Start Passage
The era beginning around 500 B.C. marked a seismic shift in human consciousness. Greece saw its first, pre-Socratic philosophers (Thales, Anaximander, Anaximenes, Anaxagoras, Xenophanes, Empedocles, and especially everyone’s favorite, Heraclitus) question the nature of reality for the first time.
In China
In the East, philosophical and religious revolutions were also taking place. British orientalist and sinologist Arthur Waley (who in the first half of the 20th century produced popular translations of China’s Tao Te Ching and Journey to the West, abbreviated in English as The Adventures of Monkey) provides some insight into the innovations in Chinese thought:
I want to give some idea in this introduction of the interplay between two contrasting attitudes toward life, the pre-moral and the moral, and the gradual victory of the second over the first. All societies of which we know have passed through a pre-moral phase. Pre-moral is merely a negative name, so I have got into the habit of thinking of it as “auguristic-sacrificial,” for its tendency to make [its activity] center largely around the twin occupations of augury and sacrifice.
These, however, are merely means toward a further end: the maintenance of communication between Heaven and Earth. It is easy enough to see what Earth means: It means the people who dwell on earth. Now Heaven, too, is a collective term and means the people who dwell in Heaven — the ancestors — and they are ruled over by the “supreme ancestor,” first of the ancestral line. They know the whole past of the tribe and therefore can calculate its whole future. By means of augury it is possible to use their knowledge. Of all elements in ritual, “none is more important than sacrifice” (Li Chi). Constantly in early Chinese literature the maintenance of offerings to the ancestors is represented as the ultimate aim of all social institutions. A country that is unable to keep up these offerings has lost its existence.
Into this outlook there enters no notion of actions or feelings that are good in themselves. People of the tenth century B.C. would assuredly have been at a complete loss to understand what Mencius, in the second half of the third century [~250] B.C., meant by his passionate and moving plea for the theory that “man is by nature good.” Goodness, to these early people, meant obtaining lucky omens, keeping up the sacrifices; goodness meant conformity to the way of Heaven, that is to say, to the way of the Ancestors collectively; it meant the possession of “power” that this conformity brings. What possible meaning could it have to say that man is “born good”?
Man, indeed, was discovering that he was a much more interesting creature than he had supposed. There dwelt inconspicuously within him a strange thing called a soul, which was of the same nature as the venerated Ancestors in Heaven, as the spirits of the rivers, hills and groves. There was, moreover, buried in his heart, a mysterious power which, if he would but use it, enabled him to distinguish between these two new classes into which he now divided everything — the morally good and the morally bad — to discriminate with a sense as unerring as that which enabled him to tell the sweet from the bitter, the light from the dark.
End Passage
Start Provided information
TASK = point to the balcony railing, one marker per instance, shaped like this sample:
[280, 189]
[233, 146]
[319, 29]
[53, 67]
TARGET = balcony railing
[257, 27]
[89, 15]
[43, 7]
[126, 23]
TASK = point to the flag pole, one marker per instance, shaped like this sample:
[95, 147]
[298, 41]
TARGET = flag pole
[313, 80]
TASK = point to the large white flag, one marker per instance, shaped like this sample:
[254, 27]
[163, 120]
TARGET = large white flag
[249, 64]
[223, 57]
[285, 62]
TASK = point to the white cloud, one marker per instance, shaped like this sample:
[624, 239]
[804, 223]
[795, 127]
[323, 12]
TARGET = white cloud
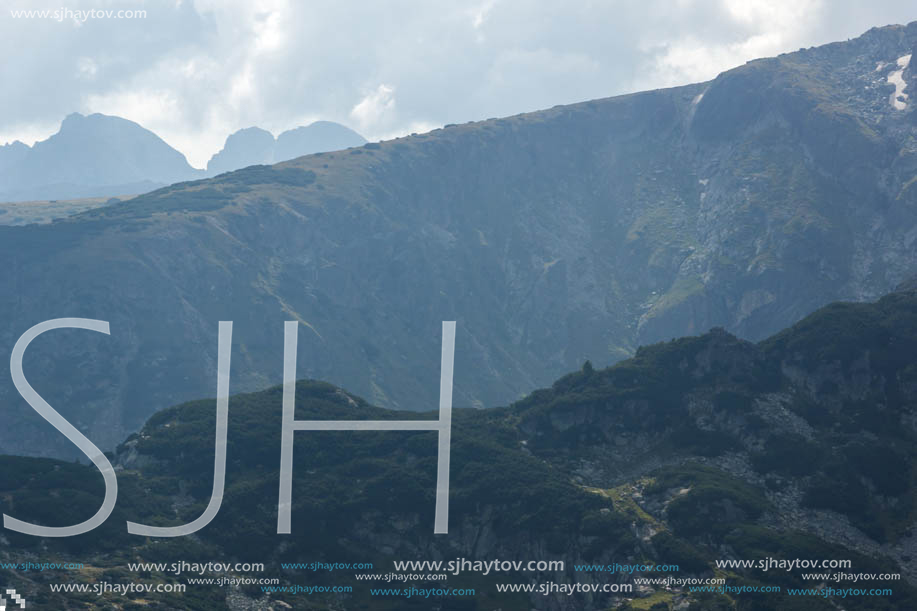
End Provided information
▶ **Written tasks**
**a.** Do the following statements agree with the passage on early Chinese thought? Answer yes or no for each, and quote the deciding words. (i) All known societies passed through a pre-moral phase. (ii) Mencius made his plea that man is by nature good in the tenth century B.C. (iii) Heaven refers to the ancestors who dwell there.
**b.** According to the passage on early Chinese thought, around which two occupations does the pre-moral phase center?
**c.** Carry the passage on early Chinese thought forward from its last sentence.

▶ **Answers in order**
**a.**
(i) Yes: "All societies of which we know have passed through a pre-moral phase."
(ii) No: "Mencius, in the second half of the third century [~250] B.C."
(iii) Yes: "means the people who dwell in Heaven — the ancestors"

**b.** Augury and sacrifice.

**c.**
Never in the most ancestor-fearing days, when Heaven had an eye that saw all, an ear that heard all, had it been suggested that the whole universe lay, concentrated as it were, inside the Supreme Ancestor or any one of the Dead Kings. Yet this was the claim that Mencius made for the common man: “The ten thousand things,” he said, meaning the whole cosmos, “are there complete, inside us.” 1
During the same period in China appeared the doctrine of Confucius (551-479 B.C.), “an agnostic who was against Taoism and sought to resolve all difficulties in the world through morality. He was, according to Max Weber, ‘a rationalist absolutely free of the metaphysical and of any religious tradition who … built up a morality based on the nature of man and the needs of society.’” 2
From the above quotations we begin to see how in the period around 600 to 100 B.C., humanity underwent a major psychological shift. Whereas before Man had appeased his existential terror of the natural world through animal and human sacrifice to the ancestors or the gods, now he discovered something of value within himself — a hidden structure, a power, an ordering principle, a light — an immortal soul! This discovery internalized everything. No longer by ritual sacrifice would Man control Nature — but by renunciation, self-discipline and moral conduct! And so, by about 300 B.C., Morality and its twin Asceticism were born.
In India
Evidence of this psychological shift can be found, for example, in the Bhagavad Gita, the Song of the Lord, a foundational text of Hinduism and yoga composed around 200 B.C. The Gita produced a synthesis of all the major religious and philosophical strands current at the time, and attempted to present them as a nondualistic message of hope. Says the Lord: “All worship is mine. I am the goal of life.” (paraphrasing 9:18, 9:24). This consolidation was undertaken partly in response to the runaway success of the new ascetic and moralistic religions: Jainism and Buddhism. So the Gita preserved the doctrine of rebirth and transmigration as a result of people’s ignorance of the divine, of their own “true nature.”
Sri Krishna, an avatar or incarnation of Vishnu, is speaking:
I am the Lord who dwells in every creature. (4:6) All paths lead to Me. (4:12) The body is mortal, but He who dwells in the body is immortal and immeasurable. (2:18) … You were never born; you will never die. You have never changed; you can never change. Unborn, eternal, immutable, immemorial, you do not die when the body dies. (2:20-21)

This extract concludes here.